- [EXERCISE]: Could you reproduce, exactly as written, every line from the one containing "Zoom in on black pen." through the last line of the records, and nothing else?

- [SUPPLIED MATERIAL]:
• • • •
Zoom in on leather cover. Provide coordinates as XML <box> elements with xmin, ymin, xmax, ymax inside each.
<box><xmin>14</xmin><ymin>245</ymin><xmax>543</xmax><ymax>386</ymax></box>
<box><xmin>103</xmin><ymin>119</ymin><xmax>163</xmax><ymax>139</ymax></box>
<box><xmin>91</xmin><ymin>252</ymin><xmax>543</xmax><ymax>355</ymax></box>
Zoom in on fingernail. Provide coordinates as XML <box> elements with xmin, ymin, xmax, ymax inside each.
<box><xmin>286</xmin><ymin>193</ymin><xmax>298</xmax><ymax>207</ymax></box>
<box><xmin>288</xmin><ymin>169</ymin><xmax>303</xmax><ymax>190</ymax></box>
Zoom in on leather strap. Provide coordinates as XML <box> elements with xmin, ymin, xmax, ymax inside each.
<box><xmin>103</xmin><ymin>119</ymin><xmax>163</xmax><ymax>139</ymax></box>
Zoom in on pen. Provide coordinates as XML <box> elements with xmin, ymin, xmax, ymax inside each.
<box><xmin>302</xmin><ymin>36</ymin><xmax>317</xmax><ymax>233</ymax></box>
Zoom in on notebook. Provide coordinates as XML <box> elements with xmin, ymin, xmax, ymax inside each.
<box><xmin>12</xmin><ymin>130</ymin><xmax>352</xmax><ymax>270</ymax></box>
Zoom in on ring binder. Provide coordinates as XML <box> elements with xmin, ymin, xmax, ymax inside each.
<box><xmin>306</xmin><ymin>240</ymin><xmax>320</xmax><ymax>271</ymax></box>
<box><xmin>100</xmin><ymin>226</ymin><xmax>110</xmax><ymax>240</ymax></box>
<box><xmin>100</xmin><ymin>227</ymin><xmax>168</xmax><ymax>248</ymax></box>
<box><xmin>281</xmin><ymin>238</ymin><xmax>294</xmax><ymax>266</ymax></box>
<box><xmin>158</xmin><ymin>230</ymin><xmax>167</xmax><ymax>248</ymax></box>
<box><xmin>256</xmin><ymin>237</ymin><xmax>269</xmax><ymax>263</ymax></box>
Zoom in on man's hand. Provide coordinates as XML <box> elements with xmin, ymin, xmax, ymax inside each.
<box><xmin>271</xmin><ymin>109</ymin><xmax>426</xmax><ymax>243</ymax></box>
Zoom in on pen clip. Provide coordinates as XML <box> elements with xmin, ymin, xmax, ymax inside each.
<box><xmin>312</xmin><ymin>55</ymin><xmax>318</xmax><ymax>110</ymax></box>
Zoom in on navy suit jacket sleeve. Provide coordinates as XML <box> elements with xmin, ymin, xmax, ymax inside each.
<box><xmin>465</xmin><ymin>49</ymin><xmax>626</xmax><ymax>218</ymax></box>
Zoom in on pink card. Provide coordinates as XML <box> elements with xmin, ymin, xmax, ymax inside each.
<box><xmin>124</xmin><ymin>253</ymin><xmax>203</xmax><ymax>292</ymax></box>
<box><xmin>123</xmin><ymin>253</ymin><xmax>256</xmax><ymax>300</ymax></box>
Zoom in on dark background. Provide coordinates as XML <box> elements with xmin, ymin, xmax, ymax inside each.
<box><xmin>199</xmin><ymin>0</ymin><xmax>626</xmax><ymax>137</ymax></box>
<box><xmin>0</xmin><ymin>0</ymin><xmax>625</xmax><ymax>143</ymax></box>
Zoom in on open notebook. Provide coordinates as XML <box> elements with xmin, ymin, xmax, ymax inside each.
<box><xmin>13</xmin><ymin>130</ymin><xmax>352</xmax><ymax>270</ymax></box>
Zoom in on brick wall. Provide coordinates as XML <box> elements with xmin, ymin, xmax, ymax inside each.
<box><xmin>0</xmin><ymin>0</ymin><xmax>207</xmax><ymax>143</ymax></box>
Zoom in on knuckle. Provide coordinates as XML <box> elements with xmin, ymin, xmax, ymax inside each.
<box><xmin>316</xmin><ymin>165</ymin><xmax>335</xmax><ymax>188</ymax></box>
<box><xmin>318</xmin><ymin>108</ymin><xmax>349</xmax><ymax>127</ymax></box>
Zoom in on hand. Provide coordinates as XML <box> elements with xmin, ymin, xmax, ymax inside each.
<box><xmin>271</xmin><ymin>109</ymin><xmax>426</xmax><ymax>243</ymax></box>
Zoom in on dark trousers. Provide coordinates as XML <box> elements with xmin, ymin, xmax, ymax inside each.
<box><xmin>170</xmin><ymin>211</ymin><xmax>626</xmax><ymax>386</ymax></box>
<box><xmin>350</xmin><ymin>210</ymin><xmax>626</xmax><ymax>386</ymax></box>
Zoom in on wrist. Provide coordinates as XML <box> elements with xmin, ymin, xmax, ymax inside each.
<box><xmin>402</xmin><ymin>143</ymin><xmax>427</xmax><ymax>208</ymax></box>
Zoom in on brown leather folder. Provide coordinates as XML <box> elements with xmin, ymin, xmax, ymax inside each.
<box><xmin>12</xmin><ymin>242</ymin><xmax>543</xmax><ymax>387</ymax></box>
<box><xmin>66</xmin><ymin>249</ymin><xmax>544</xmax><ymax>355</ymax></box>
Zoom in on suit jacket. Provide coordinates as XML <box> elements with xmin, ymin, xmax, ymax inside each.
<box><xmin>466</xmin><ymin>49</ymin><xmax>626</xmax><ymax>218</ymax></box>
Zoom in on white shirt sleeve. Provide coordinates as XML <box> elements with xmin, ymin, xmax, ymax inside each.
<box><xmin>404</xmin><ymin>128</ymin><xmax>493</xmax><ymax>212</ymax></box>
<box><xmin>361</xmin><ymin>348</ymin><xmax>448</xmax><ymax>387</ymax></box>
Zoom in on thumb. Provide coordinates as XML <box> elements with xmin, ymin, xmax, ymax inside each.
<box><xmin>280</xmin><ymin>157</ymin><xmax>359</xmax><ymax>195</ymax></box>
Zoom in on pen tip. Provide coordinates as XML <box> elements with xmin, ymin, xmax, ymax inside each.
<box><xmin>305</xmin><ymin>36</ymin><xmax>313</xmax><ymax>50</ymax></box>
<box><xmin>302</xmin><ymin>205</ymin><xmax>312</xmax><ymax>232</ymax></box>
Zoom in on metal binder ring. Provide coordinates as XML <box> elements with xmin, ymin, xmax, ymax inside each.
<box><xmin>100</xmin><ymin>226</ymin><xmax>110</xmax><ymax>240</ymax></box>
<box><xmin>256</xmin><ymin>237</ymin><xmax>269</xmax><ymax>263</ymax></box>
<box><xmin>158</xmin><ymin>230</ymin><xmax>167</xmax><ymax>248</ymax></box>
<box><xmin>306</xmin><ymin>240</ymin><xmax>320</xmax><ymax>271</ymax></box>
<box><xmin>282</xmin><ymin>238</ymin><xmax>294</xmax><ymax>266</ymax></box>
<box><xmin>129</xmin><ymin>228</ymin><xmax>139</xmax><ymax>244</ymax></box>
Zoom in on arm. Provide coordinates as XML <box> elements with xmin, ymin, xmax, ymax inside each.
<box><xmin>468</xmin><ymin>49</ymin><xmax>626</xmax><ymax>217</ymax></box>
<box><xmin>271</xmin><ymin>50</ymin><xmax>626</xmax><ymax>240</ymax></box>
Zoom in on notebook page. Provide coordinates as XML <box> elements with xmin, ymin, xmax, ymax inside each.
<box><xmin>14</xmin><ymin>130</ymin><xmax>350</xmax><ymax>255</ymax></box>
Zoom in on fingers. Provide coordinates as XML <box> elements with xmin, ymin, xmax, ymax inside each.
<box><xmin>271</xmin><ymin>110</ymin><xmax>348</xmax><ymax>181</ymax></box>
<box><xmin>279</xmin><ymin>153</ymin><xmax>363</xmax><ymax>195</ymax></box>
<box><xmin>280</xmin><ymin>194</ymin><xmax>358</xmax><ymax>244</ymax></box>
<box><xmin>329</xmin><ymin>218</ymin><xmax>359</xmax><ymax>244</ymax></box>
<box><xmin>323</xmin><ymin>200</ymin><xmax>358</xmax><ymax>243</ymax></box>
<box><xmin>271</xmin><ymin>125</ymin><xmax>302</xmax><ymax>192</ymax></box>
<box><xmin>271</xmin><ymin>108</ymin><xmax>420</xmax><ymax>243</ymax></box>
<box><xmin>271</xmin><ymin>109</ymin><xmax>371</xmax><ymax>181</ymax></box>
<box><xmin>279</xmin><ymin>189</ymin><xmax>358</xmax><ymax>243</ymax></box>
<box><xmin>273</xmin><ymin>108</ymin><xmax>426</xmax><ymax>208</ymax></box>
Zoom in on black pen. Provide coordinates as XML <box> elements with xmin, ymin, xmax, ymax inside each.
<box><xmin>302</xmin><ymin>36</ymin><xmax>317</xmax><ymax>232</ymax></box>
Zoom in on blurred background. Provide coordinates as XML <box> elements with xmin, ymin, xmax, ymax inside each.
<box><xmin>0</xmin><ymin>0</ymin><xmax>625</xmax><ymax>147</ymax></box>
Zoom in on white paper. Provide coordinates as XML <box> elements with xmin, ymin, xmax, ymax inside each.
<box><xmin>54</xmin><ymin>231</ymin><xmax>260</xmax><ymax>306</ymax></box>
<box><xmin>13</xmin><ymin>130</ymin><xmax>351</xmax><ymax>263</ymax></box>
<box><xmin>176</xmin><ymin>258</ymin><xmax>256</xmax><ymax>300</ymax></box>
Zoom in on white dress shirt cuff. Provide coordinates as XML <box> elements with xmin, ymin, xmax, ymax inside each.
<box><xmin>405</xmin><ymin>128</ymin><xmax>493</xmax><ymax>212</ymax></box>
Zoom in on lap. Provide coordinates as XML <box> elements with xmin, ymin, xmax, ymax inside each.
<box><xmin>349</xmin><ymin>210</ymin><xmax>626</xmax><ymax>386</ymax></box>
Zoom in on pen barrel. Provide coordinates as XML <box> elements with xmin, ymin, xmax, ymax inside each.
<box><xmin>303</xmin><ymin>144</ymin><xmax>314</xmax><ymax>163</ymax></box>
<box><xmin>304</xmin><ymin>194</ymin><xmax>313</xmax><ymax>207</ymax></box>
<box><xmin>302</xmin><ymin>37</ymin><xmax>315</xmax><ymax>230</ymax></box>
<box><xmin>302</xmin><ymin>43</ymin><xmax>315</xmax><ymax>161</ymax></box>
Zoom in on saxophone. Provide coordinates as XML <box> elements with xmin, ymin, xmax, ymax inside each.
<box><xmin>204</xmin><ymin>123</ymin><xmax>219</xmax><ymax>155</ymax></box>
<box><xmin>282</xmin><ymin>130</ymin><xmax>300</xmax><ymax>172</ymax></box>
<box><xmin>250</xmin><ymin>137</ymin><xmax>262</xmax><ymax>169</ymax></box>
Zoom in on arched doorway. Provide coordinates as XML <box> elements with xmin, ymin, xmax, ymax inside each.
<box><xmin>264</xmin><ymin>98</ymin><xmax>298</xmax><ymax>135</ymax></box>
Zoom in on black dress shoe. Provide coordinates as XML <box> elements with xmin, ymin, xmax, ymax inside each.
• • • •
- [YOUR SOLUTION]:
Zoom in on black pen. Provide coordinates as XML <box> elements with xmin, ymin, xmax, ymax inside each.
<box><xmin>302</xmin><ymin>36</ymin><xmax>317</xmax><ymax>232</ymax></box>
Zoom in on blurred background. Provide coordinates as XML <box> elements with xmin, ymin, xmax, ymax inside each.
<box><xmin>0</xmin><ymin>0</ymin><xmax>625</xmax><ymax>147</ymax></box>
Zoom in on white paper. Provide coordinates as XML <box> elements with xmin, ymin, xmax, ymax inside each.
<box><xmin>54</xmin><ymin>231</ymin><xmax>260</xmax><ymax>306</ymax></box>
<box><xmin>13</xmin><ymin>130</ymin><xmax>351</xmax><ymax>263</ymax></box>
<box><xmin>176</xmin><ymin>258</ymin><xmax>256</xmax><ymax>300</ymax></box>
Zoom in on white dress shirt cuff. Provide coordinates as XML <box> elements with xmin, ymin, xmax, ymax inside each.
<box><xmin>405</xmin><ymin>128</ymin><xmax>493</xmax><ymax>212</ymax></box>
Zoom in on lap. Provide coordinates as XML <box> elements with xmin, ymin, xmax, ymax inside each.
<box><xmin>349</xmin><ymin>210</ymin><xmax>626</xmax><ymax>386</ymax></box>
Zoom in on pen barrel. Provide coordinates as XML <box> elements with xmin, ymin, xmax, ymax inside each.
<box><xmin>303</xmin><ymin>144</ymin><xmax>314</xmax><ymax>163</ymax></box>
<box><xmin>304</xmin><ymin>194</ymin><xmax>313</xmax><ymax>207</ymax></box>
<box><xmin>302</xmin><ymin>37</ymin><xmax>315</xmax><ymax>230</ymax></box>
<box><xmin>302</xmin><ymin>43</ymin><xmax>315</xmax><ymax>161</ymax></box>
Zoom in on saxophone. Provide coordinates as XML <box> elements with xmin, ymin, xmax, ymax inside each.
<box><xmin>204</xmin><ymin>123</ymin><xmax>219</xmax><ymax>155</ymax></box>
<box><xmin>282</xmin><ymin>130</ymin><xmax>300</xmax><ymax>172</ymax></box>
<box><xmin>250</xmin><ymin>137</ymin><xmax>262</xmax><ymax>169</ymax></box>
Zoom in on arched doorway. Provide coordinates as XML <box> elements with xmin, ymin, xmax, ymax inside each.
<box><xmin>264</xmin><ymin>98</ymin><xmax>298</xmax><ymax>135</ymax></box>
Zoom in on black dress shoe. Provide coordinates as XML <box> elements with xmin, ymin, xmax, ymax inside each.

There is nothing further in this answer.